Listed records
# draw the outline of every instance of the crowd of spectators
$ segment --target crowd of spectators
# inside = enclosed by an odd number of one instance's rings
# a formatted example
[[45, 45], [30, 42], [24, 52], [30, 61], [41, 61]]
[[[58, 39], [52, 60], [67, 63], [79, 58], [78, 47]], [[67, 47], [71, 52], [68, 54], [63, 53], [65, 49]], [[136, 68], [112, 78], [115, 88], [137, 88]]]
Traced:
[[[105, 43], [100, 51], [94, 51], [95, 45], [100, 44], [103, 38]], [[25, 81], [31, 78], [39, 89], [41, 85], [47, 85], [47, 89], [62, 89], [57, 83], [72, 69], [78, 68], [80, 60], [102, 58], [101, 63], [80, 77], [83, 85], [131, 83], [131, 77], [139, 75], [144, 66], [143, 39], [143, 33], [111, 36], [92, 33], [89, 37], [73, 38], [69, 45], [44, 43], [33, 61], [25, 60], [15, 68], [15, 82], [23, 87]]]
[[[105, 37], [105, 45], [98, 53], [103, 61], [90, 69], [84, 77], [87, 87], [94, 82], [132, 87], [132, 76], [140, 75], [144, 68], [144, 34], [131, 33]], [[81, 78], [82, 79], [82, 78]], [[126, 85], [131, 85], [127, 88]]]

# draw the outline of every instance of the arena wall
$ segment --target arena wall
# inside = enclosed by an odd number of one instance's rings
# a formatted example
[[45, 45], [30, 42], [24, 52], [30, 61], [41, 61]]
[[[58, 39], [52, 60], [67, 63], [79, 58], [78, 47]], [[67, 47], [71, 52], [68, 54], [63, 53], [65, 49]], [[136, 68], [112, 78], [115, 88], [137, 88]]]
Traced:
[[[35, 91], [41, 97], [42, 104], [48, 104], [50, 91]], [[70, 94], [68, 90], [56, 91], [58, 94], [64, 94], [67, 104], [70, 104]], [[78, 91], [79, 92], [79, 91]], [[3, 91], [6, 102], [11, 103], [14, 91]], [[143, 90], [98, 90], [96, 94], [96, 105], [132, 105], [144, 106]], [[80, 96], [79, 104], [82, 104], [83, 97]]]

Written request
Lay out every line of the data above as a JSON list of strings, with one string for each line and blank lines left out.

Response to the exercise
[
  "# draw the outline of every instance of the crowd of spectators",
  "$ segment --target crowd of spectators",
  "# inside = enclosed by an odd number of one instance's rings",
  "# a formatted example",
  "[[45, 45], [30, 42], [24, 52], [30, 61], [41, 61]]",
  "[[[58, 39], [52, 60], [67, 63], [79, 58], [78, 47]], [[67, 47], [71, 52], [68, 54], [63, 53], [65, 49]], [[136, 68], [112, 78], [115, 88], [137, 88]]]",
  "Traced:",
  "[[[105, 43], [100, 51], [94, 51], [95, 45], [100, 44], [103, 38]], [[25, 81], [31, 78], [39, 89], [41, 85], [47, 85], [47, 89], [62, 89], [57, 83], [72, 69], [78, 68], [80, 60], [102, 58], [101, 63], [80, 77], [83, 85], [131, 83], [131, 77], [139, 75], [144, 66], [143, 39], [143, 33], [111, 36], [92, 33], [89, 37], [73, 38], [69, 45], [44, 43], [33, 61], [25, 60], [15, 68], [15, 82], [23, 87]]]",
  "[[[105, 37], [105, 45], [98, 53], [103, 61], [90, 69], [84, 77], [87, 87], [94, 82], [132, 87], [132, 76], [140, 75], [144, 68], [144, 34], [131, 33]], [[81, 78], [82, 79], [82, 78]], [[126, 85], [131, 85], [127, 88]]]",
  "# draw the outline of every instance of the arena wall",
  "$ segment --target arena wall",
  "# inside = enclosed by an odd number of one instance's rings",
  "# a formatted example",
  "[[45, 45], [30, 42], [24, 52], [30, 61], [41, 61]]",
  "[[[58, 39], [52, 60], [67, 63], [79, 58], [78, 47]], [[67, 47], [71, 52], [68, 54], [63, 53], [65, 49]], [[136, 68], [112, 78], [115, 88], [137, 88]]]",
  "Traced:",
  "[[[35, 91], [41, 97], [42, 104], [48, 104], [50, 91]], [[70, 94], [68, 90], [56, 91], [58, 94], [64, 94], [67, 104], [70, 104]], [[78, 91], [79, 92], [79, 91]], [[3, 91], [6, 102], [11, 103], [14, 91]], [[143, 90], [98, 90], [96, 94], [96, 105], [132, 105], [144, 106]], [[80, 96], [79, 104], [82, 104], [83, 97]]]"
]